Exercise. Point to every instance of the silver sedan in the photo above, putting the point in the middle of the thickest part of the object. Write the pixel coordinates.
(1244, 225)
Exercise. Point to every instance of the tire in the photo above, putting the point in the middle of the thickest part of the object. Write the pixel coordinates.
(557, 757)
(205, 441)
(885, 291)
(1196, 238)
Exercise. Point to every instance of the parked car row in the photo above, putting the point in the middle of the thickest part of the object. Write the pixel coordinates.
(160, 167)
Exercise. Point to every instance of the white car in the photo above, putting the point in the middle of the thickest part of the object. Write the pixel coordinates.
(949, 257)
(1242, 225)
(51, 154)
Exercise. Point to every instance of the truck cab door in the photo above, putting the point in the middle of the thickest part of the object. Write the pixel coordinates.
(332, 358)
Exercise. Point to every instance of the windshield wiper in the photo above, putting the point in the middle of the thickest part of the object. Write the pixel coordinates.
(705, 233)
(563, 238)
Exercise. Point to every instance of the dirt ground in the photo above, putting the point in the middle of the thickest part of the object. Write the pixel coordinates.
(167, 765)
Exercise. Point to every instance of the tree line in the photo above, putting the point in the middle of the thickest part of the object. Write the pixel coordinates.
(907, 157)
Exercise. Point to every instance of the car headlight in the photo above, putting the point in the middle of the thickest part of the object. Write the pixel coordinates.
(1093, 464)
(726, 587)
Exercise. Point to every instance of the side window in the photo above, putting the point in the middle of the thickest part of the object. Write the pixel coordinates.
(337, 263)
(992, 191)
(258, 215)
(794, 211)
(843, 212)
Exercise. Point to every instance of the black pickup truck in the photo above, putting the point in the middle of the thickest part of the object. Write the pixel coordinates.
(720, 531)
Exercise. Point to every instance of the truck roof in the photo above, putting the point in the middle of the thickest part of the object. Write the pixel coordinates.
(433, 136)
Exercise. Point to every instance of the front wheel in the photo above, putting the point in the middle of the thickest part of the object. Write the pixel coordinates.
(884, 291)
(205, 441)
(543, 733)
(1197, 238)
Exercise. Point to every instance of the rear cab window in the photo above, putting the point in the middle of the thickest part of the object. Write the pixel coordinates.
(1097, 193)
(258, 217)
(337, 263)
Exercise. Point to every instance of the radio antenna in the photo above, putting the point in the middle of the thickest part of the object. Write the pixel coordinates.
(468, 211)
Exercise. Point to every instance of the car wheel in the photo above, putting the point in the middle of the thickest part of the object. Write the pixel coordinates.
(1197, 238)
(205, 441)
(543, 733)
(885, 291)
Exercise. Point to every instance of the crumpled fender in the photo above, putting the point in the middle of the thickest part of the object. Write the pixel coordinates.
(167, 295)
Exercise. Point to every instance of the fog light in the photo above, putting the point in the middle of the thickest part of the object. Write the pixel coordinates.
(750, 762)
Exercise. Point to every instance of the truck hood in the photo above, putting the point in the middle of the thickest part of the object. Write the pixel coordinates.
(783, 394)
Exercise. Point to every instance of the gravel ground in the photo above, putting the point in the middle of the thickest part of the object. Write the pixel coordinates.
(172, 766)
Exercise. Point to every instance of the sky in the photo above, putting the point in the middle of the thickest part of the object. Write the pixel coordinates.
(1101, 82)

┄┄┄┄┄┄┄┄┄┄┄┄┄┄┄┄┄┄┄┄

▸ **PROBLEM DETAILS**:
Output all preceding records character for character.

▸ **ANSWER FOR THIS EXERCISE**:
Exercise. Point to every instance of the silver sedan in the photo above, putting the point in the middle of the thickest part of the object. Write the pixel coordinates.
(1244, 225)
Exercise. Point to every instance of the tire in the photo above, putting the point in the middle of the thickest part of the object. Write the pixel coordinates.
(557, 757)
(205, 441)
(885, 291)
(1196, 238)
Exercise. Point to every instance of the parked car row in the photo above, putting the point in the middle of the thickest part of the object. Write the pixel coordinates.
(160, 167)
Exercise. Point to every instance of the white car in the photo above, putting the point in the middle of the thickest part of the object. Write the pixel coordinates.
(949, 257)
(1242, 225)
(51, 154)
Exercise. Point to every instance of the truck cab door in the photo above, putting the point in the middle of the thickest part of the object. Write the pixel coordinates.
(332, 358)
Exercise. Point to every instance of the windshield wiper in the photo above, putting the point in the middle of the thickest part of the object. Write the pixel coordinates.
(705, 233)
(563, 238)
Exercise. Point to every instance of the dirt ground in the photo above, putting the point in the middle of the thickest part of the object. Write the pixel coordinates.
(167, 765)
Exercise. Point to every instance of the tree line in the photo above, putting the point in the middle of the thickest part of the object. Write the pixel coordinates.
(907, 157)
Exercise. Point to every instance of the car headlight in the photo above, putting the point in the middle of the thickest part of the object. Write the pixel coordinates.
(1093, 464)
(726, 587)
Exercise. Point to every instance of the side window in the photo above, putting the point in the middle of the thickest part of the object. Write the pixel coordinates.
(337, 263)
(992, 191)
(258, 215)
(794, 211)
(843, 212)
Exercise. Point to every instance of the black pickup truck in the photo above, putting the point in the middle of the thickest part of the object. Write the pixel coordinates.
(720, 531)
Exercise. Point to every instance of the truck roof in the photo above, putting the point in the middle of the thickest part of the object. Write the pixel coordinates.
(433, 136)
Exercise. Point to every instance of the front wheel in the photo above, putting the point in the middle of the thickest part of the object. Write the pixel coordinates.
(884, 291)
(205, 441)
(543, 733)
(1197, 238)
Exercise. Point to every instance of the rear cab window in the photo above, putting the point in the middle of the thickest part of the object. Write the pixel coordinates.
(1097, 193)
(258, 217)
(337, 263)
Exercise. Point to every instance of the radio antenna in the photo above, putting the point in the middle of the thickest part of the object. Write the pixel coordinates.
(468, 211)
Exercise. Point to every instance of the car wheel in the photo above, putting the point in the middle of the thickest part of the object. Write the pixel coordinates.
(1197, 238)
(205, 441)
(543, 733)
(885, 291)
Exercise. Point to every instance of the crumpled fender in the photo above, putting the point in the middle of the thickest part of the object. Write the pixel coordinates.
(167, 295)
Exercise. Point to every instance of the fog light in the photo above, putting the point in the middle of the thickest part of the object. Write the pixel coordinates.
(750, 762)
Exercise. Point to every instance of the truck hood in the photo above, putting the point in the middle of the thickest part of the object. Write the pixel coordinates.
(783, 394)
Exercise. Point to every instance of the gravel ground in the photo above, putting the point in the middle of the thickest part of the object. Write the pixel coordinates.
(172, 766)
Exercise. Point to every instance of the sky in the photo above, putting the point in the middle of the thickest part of the object. Write the pixel coordinates.
(1101, 82)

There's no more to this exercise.